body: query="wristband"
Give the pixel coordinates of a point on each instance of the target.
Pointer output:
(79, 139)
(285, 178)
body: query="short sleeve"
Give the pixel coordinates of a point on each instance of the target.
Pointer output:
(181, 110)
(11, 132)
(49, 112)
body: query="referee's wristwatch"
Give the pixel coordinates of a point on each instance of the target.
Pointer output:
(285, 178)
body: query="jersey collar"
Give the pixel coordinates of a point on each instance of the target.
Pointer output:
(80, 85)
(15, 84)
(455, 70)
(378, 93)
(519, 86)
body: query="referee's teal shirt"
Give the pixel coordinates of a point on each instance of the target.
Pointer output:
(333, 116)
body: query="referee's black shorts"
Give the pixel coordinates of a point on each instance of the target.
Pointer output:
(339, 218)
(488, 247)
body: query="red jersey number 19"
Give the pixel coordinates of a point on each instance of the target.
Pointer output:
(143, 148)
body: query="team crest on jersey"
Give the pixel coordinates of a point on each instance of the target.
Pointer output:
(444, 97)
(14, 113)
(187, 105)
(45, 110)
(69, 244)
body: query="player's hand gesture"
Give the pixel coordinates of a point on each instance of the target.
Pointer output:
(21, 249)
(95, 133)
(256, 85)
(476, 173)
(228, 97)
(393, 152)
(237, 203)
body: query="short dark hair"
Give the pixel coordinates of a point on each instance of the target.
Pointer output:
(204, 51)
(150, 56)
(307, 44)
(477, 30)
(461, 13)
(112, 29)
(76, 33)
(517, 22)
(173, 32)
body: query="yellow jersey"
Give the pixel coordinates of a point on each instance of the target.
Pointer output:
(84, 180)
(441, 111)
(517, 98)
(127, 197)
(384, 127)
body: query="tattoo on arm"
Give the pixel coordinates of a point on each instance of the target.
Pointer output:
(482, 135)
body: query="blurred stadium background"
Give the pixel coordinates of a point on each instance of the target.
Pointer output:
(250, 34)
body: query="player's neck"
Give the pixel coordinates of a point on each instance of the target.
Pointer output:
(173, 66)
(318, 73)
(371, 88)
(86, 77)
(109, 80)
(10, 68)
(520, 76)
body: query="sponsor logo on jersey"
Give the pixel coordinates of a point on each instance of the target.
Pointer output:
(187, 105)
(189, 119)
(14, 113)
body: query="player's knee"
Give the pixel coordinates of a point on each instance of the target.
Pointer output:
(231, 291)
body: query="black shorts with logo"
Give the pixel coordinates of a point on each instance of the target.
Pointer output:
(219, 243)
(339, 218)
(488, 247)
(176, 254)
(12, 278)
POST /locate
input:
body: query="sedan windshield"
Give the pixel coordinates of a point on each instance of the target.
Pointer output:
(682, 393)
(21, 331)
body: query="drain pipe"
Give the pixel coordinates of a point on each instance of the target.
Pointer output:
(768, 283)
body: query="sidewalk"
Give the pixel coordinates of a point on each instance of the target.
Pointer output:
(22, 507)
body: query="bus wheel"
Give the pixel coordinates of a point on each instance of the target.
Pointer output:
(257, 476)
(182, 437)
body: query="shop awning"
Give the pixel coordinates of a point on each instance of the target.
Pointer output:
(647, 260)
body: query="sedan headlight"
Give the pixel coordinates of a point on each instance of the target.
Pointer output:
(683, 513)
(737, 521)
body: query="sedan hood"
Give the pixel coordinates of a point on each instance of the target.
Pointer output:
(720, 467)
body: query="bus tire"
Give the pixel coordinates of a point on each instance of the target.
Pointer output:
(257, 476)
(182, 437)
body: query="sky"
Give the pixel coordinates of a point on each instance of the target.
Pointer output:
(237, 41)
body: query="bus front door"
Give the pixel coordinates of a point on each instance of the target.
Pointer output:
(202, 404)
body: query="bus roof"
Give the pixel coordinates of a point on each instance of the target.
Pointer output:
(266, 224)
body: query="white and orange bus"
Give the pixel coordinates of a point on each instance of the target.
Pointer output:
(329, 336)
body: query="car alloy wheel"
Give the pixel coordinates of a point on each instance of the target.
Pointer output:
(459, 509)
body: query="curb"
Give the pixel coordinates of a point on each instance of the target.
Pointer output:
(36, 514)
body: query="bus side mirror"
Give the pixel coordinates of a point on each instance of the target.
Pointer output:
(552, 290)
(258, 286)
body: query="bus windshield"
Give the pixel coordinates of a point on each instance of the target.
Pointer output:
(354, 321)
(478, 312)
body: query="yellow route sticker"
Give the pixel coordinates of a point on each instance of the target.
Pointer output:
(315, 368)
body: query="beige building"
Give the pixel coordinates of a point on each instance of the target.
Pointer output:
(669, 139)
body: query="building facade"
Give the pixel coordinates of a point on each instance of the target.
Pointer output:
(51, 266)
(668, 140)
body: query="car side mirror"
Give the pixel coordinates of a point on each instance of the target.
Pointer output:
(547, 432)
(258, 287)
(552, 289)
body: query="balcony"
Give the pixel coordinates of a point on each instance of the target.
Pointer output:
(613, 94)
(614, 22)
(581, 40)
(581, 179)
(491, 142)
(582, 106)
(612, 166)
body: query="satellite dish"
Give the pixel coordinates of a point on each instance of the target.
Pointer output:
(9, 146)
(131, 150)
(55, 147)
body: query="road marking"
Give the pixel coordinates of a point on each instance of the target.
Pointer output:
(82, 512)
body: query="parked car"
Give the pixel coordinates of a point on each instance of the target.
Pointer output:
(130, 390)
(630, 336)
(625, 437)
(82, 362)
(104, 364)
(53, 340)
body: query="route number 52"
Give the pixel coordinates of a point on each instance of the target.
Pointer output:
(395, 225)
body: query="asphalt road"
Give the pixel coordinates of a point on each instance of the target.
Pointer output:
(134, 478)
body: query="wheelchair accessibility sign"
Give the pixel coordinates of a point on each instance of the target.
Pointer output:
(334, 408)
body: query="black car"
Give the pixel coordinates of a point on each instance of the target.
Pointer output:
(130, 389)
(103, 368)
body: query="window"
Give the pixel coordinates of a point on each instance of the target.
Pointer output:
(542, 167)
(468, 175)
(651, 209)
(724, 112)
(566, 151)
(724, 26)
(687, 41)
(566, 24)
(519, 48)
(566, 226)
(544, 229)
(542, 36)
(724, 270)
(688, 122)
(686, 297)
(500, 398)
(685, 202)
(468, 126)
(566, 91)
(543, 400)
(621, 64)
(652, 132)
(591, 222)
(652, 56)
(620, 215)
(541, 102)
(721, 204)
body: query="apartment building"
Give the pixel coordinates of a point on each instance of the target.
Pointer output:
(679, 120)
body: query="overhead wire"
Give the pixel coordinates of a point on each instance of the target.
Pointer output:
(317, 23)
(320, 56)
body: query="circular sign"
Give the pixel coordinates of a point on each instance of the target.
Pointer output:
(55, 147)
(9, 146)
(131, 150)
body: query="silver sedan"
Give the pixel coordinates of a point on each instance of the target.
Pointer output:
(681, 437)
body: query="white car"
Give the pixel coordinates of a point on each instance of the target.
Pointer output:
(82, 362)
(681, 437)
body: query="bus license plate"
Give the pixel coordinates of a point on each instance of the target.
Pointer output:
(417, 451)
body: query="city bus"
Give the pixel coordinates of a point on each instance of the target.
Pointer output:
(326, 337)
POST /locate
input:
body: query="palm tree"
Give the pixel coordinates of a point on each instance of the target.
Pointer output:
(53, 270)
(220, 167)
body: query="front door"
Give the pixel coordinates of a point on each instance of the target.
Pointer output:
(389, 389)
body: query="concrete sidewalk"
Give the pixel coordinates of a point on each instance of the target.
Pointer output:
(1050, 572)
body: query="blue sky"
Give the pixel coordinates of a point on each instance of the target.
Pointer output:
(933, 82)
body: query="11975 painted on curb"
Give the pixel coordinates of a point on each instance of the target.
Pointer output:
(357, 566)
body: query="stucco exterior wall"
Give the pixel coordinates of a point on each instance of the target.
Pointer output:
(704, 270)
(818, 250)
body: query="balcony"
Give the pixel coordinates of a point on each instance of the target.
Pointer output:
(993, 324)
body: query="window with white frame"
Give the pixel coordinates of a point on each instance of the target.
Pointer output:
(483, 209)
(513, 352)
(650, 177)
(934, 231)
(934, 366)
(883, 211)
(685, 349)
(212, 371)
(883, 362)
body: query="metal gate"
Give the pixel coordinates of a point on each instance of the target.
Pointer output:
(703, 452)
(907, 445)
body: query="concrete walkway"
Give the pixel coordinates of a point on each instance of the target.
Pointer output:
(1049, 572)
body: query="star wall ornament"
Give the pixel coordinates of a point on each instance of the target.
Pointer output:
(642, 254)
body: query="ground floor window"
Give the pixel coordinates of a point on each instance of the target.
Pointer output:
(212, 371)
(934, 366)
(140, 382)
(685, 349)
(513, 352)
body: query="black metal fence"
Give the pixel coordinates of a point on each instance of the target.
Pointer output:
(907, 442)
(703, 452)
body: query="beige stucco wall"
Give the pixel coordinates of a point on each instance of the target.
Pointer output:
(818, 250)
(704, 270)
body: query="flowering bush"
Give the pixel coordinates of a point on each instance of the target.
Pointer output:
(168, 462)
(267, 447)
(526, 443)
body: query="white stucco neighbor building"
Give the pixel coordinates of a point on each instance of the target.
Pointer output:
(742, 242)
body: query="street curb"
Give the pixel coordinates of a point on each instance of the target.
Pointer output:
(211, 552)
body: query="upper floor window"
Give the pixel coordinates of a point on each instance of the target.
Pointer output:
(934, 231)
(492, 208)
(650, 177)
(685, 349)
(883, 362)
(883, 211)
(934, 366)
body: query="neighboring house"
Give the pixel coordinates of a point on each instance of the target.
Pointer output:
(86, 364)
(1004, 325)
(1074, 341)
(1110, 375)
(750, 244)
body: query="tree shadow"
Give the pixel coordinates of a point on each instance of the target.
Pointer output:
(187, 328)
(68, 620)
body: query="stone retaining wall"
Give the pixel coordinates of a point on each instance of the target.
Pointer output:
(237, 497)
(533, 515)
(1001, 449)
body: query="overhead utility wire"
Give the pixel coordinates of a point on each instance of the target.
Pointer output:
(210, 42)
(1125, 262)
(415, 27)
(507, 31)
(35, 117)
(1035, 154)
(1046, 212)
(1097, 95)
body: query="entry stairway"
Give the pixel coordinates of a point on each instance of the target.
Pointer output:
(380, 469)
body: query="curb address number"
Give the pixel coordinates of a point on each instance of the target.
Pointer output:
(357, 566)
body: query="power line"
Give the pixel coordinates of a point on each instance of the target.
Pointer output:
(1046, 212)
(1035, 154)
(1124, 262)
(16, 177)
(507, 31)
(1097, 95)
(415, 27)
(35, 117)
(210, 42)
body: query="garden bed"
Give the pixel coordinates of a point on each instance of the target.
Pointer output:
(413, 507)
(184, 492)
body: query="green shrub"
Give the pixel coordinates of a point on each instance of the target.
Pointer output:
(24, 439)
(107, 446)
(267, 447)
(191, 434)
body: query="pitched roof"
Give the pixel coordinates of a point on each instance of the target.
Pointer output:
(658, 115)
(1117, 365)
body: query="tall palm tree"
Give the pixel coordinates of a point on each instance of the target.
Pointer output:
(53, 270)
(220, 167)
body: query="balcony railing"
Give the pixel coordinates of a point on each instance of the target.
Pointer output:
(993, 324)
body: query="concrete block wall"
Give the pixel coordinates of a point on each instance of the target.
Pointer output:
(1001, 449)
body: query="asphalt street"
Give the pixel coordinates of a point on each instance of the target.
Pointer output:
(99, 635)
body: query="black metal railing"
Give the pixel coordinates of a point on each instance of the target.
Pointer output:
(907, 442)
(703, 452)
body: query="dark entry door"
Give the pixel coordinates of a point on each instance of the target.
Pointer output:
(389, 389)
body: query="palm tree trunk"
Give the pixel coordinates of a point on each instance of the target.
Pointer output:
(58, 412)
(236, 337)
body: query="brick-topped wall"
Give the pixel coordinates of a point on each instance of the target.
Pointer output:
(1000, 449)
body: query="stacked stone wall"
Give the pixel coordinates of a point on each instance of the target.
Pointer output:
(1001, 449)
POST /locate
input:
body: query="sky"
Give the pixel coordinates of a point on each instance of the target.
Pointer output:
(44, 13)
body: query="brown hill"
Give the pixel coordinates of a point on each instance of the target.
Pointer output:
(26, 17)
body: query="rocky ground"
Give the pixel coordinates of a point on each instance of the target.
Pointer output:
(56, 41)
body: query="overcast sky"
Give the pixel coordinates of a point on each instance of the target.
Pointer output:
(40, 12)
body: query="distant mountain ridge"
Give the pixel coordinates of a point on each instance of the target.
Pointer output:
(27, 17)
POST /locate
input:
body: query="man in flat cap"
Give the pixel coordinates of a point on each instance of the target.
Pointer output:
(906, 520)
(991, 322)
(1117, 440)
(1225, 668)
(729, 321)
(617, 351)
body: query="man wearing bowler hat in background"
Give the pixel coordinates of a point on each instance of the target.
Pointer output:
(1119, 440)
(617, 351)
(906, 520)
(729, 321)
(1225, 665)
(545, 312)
■ ■ ■
* _Exercise description_: The required output is the number of lines in the records that contain the word "entry", with nothing added.

* _Solution for this problem_: 2